### WHAT TO PRODUCE
Revise the material from the line with "Locate teal t-shirt" through the end, changing "latex" to "nitrile" and leaving everything else as it is. Return only those lines.

### STORED ROWS
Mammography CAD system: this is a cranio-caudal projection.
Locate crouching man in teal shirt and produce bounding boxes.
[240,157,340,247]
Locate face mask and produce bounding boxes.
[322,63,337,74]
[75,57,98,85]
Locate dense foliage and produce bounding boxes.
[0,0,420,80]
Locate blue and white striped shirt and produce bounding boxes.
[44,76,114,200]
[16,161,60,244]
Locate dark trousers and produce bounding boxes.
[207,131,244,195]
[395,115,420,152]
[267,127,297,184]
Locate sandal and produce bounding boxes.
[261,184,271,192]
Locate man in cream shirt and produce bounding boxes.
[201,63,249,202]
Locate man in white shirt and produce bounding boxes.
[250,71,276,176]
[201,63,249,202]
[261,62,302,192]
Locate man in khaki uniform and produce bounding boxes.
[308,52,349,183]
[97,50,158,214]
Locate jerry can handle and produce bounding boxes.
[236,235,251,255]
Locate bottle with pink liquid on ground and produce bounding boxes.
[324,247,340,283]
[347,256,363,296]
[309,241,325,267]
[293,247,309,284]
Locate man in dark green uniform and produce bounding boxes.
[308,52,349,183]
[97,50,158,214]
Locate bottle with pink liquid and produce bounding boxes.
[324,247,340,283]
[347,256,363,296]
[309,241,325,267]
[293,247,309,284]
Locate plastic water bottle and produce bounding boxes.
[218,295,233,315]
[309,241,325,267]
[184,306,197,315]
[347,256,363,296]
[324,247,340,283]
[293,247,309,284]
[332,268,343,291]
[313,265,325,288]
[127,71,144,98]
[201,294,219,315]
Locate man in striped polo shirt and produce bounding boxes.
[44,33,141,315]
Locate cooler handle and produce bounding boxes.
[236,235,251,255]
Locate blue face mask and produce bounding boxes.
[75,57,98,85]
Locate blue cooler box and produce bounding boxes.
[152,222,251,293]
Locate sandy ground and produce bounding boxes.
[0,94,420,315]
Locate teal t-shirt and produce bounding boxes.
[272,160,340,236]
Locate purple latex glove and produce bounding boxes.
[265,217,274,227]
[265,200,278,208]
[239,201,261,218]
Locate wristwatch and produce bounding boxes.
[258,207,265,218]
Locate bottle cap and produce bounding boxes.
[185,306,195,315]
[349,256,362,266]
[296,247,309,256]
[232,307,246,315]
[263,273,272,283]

### SOLUTION FOR THIS PROBLEM
Locate teal t-shirt and produce bounding boxes.
[272,160,340,236]
Locate purple nitrile glove and produce bounding boxes.
[265,217,274,227]
[265,200,278,208]
[239,201,261,218]
Locate wristwatch and produce bounding boxes.
[258,207,265,218]
Locate bottle cap and produce bounding boxes.
[185,306,195,315]
[349,256,362,266]
[296,247,309,256]
[232,307,246,315]
[263,273,272,283]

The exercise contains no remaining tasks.